▸ **Selected extract**
* * *

There are little things about everyone that I love. Generally, I think that this makes me a better person. I try hard to appreciate something in everyone.

The part where I always get into trouble is when I actually do fall in love with someone. Sometimes I have a hard time differentiating my everyday love from my I-want-to-be-with-you-everyday love.

Sleepless Nights

I have been doing a lot of thinking in the recent weeks. The kind of thinking that takes place when the night is at its darkest and those thoughts seem so loud in the silence, so loud that they chase sleep away.

There is the never-ending stream of memories I would rather forget. I think about how my heart has been stretched, squeezed and popped so many times that it’s a wonder it is still beating.

I think about how everything around me is changing and sometimes all those changes are too much for the heart to handle. Sometimes it’s too easy to get lost in these thoughts.

Eventually I do fight these thoughts away, forcing myself to think of something else. But not before they’ve done their damage. 

Indifference

“Indifference is the real opposite of love. To love or hate, you must care about the person. To be indifferent is far worse.” -Source Unknown

*This quote hits me hard because I am guilty of being indifferent. A defence mechanism used to keep the walls around me. I am afraid to let my guard down, to let anyone know the real me. Oh I throw bits and pieces out now and then but the real me is safe behind my walls. 

Protected Heart

In the past I’ve protected myself against falling in love by holding a part of myself in reserve. I want the other person to go first. Once upon a time I wasn’t afraid to go first, to be the person who liked the other person more. There was a time when I was able to be brave. And then I got damaged and I wouldn’t go first anymore. So I stayed aloof, kept a part of me separate and always watched the other person for signs that would let me cut and run away. It has protected me from getting hurt again. But I think it protected me from finding real love too.

Flying on Silver Wings

Something’s happening. I can feel it. I feel different roads that lead the other way.

I am moving today. Flying on silver wings to my new home, my new life, in the West. I have so many thoughts running through mind … will I find a job & how long will it take … will my cats be okay on the flight … thoughts on missing friend and family … how will I survive the terribly cold winters … lots of different thoughts. But mostly I, am excited to begin this new chapter, One Girl’s Adventures in Western Canada (non-fiction),  in my book of life.

* * *

▸ **Data shown**
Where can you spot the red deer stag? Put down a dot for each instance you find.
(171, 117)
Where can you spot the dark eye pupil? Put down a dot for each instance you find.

* * *

Can you write the next part of the blog entries about love and moving west, starting right after their final sentence? The data is unrelated to the blog entries about love and moving west.

▸ **The response**
I may not be here for a few days, depending on how long it will take to set up new Internet service. But, I’ll be back.

 Me 

L-I-F-E

If you have visited here recently you know I went on a three-week vacation to the Western part of Canada. I fell in love with the west, what the locals call Big Sky Country.

I have decided to move West.

Actually, I’ve talked about moving to  a big city since the day I could legally drive. Fate was now directly in my hands, and I could go wherever the road led.

Then things happened. Like school and a career. And life. And so for a variety of reasons, I’ve never left my little province on the East coast.

With everything that has happened in the past year I feel like my life is primed for change. I could just sit here thinking about it for the rest of my life OR I could just get up and do it.

Honestly, I don’t like moving at all. In fact, I hate it. Statistically speaking, moving is one of the most stressful life experiences most people can have, falling somewhere after death and taxes on the list of ‘Things People Really Would Like To Avoid’.

But, here I am, moving to a new Province, on the other side of this vast country, where I really don’t know the area or any of the people except a cousin and a couple of friends. I will be jobless when I arrive and that will certainly add a fair bit of stress.

It’s a scary experience but also exciting too. I read a quote somewhere (where, I am not exactly sure … someone else’s blog? An email? A motivational poster?), it said:

 Adventure is a 4-letter word spelled L-I-F-E.

I am ready for my life’s adventure. I haven’t started packing yet, but I am pretty sure it will be done by the time I have to move all of my stuff.

Western Canada I hear you calling and I am coming to you … are you ready for me?